The Accidental Taxonomist: NISO

Showing posts with label NISO. Show all posts

Saturday, September 30, 2017

Vocabulary Management Issues

“Issues in Vocabulary Management” is the latest Technical Report (TR-06-2017) published by the National InformationStandards Organization (NISO), approved on September 25, 2017. I had the honor of serving on its working group, specifically on its subgroup for Vocabulary Use/Reuse.

The most significant NISO publication for controlled vocabularies is ANSI/NISO Z39.19-2005 (R2010) Guidelines for the Construction, Format, and Management of Monolingual Controlled Vocabularies, which is referenced several times in TR-06. ANSI/NISO Z39.19 focuses on how to design and create controlled vocabularies (especially thesauri and taxonomies), whereas TR -06 addresses issues in the use of controlled vocabularies. Furthermore, as a Technical Report, rather than a Standard, this 49-page document does not contain requirements, but rather serves an informative purpose. It does have a page of recommendations, though, which are for a vocabulary’s definition and attribute types, its best practices for documentation, and its licensing or provisions for use and reuse.

Over time, the need to create new controlled vocabularies from scratch diminishes, as more vocabularies come into existence, especially those that are made available for sharing or licensing (see my blog post Directories and Databases of Published Controlled Vocabularies) but the need to maintain, revise, and reuse them grows, so this Technical Report serves a valuable role.

What are the “issues” in vocabulary management? They could vary, based on the organization and implementation, but this document considers three areas of

Vocabulary use and reuse, dealing with permissions, licenses, maintenance, versioning, extending and mapping vocabularies.
Vocabulary documentation, dealing with governance issues and how to document vocabulary properties.
Vocabulary preservation, dealing with issues of abandoned or “orphaned” vocabularies, which is especially the case of vocabularies developed by nonprofit organizations which have lost their funding to maintain them.

These issues are relevant to both proprietary controlled vocabularies, which may be reused through licensing agreements, and publicly available vocabularies, which are shared and reused increasingly through linked data on the web, or more specifically the Semantic Web and the Linked Open Data environment. For publicly available or open vocabularies there are also the issues of simply finding or discovering suitable and sustainable vocabularies and evaluating them and then the communication between the vocabulary owner and user.

TR-06 takes a somewhat broader view of “vocabularies,” not just “controlled vocabularies,” but also including ontologies, unstructured term lists, terminologies, synonym rings, etc. I explored these differences and definitions in detail in my blog post Vocabularies and Controlled Vocabularies, which I wrote shortly after starting work on the NISO working group. The vocabularies of concern of TR-06 also include element sets, which comprise metadata properties/fields and not merely the controlled vocabulary terms/values within those properties.

TR-06 does not seem so much as a “technical report.” It also includes several real-life examples and use cases. To a certain extent, it explains by example. Appendices include a glossary of terms with extensive definitions; a descriptive list of vocabulary directories, repositories or collections (something that I worked on); a list of free and open vocabulary tools (far more extensive than those I described in a previous blog post Free Taxonomy Management Software); and a list of additional resources with links, besides its bibliography, making this quite a valuable resource.

TR-06 “Issues in Vocabulary Management” will now be added to my list of recommended resources for controlled vocabulary and taxonomy management, and I hope that many of those who manage taxonomies will take a look at it.

> _Given request a_
Answer these about the vocabulary management post:
(i) On what date was TR-06-2017 approved?
(ii) How many pages long is TR-06?
(iii) On which subgroup of the working group did the writer serve?
The records that come next are unrelated to the vocabulary management post.

> _Input rows_
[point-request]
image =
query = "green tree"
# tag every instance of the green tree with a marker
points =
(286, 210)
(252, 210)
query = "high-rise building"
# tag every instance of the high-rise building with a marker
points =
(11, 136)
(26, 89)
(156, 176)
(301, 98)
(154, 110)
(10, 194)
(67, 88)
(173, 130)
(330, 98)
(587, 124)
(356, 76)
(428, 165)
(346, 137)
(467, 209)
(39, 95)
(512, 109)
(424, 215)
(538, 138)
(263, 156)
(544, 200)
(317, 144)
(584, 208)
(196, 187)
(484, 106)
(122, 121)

> _Given request b_
Give every line of the records as a numbered list, leaving out blank lines.

> _Full response a_
(i) September 25, 2017
(ii) 49 pages
(iii) Vocabulary Use/Reuse

> _Full response b_
1. [point-request]
2. image =
3. query = "green tree"
4. # tag every instance of the green tree with a marker
5. points =
6. (286, 210)
7. (252, 210)
8. query = "high-rise building"
9. # tag every instance of the high-rise building with a marker
10. points =
11. (11, 136)
12. (26, 89)
13. (156, 176)
14. (301, 98)
15. (154, 110)
16. (10, 194)
17. (67, 88)
18. (173, 130)
19. (330, 98)
20. (587, 124)
21. (356, 76)
22. (428, 165)
23. (346, 137)
24. (467, 209)
25. (39, 95)
26. (512, 109)
27. (424, 215)
28. (538, 138)
29. (263, 156)
30. (544, 200)
31. (317, 144)
32. (584, 208)
33. (196, 187)
34. (484, 106)
35. (122, 121)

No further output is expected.